*Arahan Singkat 1*:
Ubah baris-baris catatan di bawah, mulai dari baris yang memuat "Identify the pink" sampai akhir catatan, menjadi daftar JSON berisi string dengan satu string untuk setiap baris. Jangan sertakan baris kosong.
+++ Dokumen
Habitat mangrove merupakan tempat mencari makan (feeding ground) bagi hewan-hewan tersebut. Tempat mengasuh dan membesarkan (nursery ground), tempat bertelur dan memijah (spawning ground), serta tempat berlindung yang aman bagi berbagai ikan-ikan kecil serta kerang (shellfish) dari predator.
Selain hal di atas, masih banyak fungsi mangrove lainnya bagi kehidupan umat manusia dan makhluk hidup lainnya. Kelestarian hutan mangrove, harusnya tetap dijaga dengan baik. Sayangnya, kesadaran semacam itu masih jauh dari harapan.
Perlu konservasi yang komprehensif di pesisir utara Kalimantan Barat. Upaya rehabilitasi dan restorasi juga sangat diperlukan lantaran ancaman abrasi menjadi permasalahan yang cukup serius.
++++++
+++ Baris Data
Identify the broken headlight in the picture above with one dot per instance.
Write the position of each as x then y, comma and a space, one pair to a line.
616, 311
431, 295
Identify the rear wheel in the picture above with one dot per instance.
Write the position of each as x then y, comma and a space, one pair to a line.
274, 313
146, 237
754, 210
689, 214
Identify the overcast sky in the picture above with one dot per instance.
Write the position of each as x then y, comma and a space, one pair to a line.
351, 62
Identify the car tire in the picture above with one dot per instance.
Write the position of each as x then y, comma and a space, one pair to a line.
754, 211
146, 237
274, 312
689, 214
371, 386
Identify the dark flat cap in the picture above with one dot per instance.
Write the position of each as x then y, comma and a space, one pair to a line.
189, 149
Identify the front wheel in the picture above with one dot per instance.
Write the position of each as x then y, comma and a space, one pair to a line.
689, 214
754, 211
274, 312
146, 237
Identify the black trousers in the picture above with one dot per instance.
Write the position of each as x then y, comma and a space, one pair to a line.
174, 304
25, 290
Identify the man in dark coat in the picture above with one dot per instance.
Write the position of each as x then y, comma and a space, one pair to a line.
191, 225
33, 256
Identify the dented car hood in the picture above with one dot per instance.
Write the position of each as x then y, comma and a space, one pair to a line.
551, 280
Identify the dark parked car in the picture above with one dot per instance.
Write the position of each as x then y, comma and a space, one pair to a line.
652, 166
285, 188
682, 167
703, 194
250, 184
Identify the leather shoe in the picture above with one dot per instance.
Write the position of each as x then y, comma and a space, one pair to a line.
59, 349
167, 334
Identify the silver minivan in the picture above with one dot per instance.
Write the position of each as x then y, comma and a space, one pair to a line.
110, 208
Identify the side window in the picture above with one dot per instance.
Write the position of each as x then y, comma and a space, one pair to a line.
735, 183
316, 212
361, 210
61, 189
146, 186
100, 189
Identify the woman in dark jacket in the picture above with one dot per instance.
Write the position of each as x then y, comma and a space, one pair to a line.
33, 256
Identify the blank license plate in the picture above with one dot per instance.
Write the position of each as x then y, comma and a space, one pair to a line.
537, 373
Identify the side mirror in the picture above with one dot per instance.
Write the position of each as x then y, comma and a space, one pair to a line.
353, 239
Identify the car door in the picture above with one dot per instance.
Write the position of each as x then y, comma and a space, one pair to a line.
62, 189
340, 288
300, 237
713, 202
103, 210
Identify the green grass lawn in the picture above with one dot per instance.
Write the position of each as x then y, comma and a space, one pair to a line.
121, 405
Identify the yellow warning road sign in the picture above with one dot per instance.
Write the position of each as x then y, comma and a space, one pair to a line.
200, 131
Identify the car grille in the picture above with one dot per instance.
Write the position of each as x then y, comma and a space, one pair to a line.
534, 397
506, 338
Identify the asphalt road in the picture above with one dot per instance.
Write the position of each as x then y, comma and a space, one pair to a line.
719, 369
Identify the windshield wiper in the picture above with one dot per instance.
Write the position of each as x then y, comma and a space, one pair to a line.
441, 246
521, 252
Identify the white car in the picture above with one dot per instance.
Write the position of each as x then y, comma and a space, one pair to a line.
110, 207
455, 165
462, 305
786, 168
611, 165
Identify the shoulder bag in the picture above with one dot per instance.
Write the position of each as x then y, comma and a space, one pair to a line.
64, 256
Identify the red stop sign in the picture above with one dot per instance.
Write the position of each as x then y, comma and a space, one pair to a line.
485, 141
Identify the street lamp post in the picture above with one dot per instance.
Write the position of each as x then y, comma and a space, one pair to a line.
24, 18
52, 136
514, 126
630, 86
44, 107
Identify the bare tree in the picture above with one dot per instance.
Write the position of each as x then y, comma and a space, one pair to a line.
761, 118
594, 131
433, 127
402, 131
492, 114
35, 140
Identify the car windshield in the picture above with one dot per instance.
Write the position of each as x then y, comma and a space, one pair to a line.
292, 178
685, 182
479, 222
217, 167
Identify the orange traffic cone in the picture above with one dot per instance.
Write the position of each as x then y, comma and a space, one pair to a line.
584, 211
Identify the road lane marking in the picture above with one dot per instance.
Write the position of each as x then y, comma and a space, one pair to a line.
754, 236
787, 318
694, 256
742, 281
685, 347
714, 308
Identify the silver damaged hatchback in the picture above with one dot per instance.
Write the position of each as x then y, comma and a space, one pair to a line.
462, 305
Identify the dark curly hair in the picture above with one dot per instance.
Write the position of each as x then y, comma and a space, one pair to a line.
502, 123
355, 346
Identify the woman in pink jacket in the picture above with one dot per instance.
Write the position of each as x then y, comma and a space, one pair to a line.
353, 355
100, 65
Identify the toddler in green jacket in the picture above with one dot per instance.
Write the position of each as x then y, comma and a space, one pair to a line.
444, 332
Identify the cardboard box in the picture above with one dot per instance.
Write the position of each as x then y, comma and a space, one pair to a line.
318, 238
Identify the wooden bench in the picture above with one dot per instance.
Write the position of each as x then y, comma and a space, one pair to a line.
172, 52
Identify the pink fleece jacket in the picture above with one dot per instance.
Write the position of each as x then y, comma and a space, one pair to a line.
++++++
*Arahan Singkat 2*:
Ringkas dokumen tentang hutan mangrove di atas dalam dua kalimat.

*Jawaban Latihan 1*:
[
  "Identify the pink fleece jacket in the picture above with one dot per instance.",
  "Write the position of each as x then y, comma and a space, one pair to a line."
]

*Jawaban Latihan 2*:
Habitat mangrove menjadi tempat mencari makan, mengasuh, bertelur dan memijah, serta berlindung dari predator bagi ikan-ikan kecil dan kerang, sehingga kelestariannya seharusnya dijaga, meski kesadaran akan hal itu masih jauh dari harapan. Pesisir utara Kalimantan Barat memerlukan konservasi yang komprehensif serta upaya rehabilitasi dan restorasi karena ancaman abrasi merupakan masalah yang cukup serius.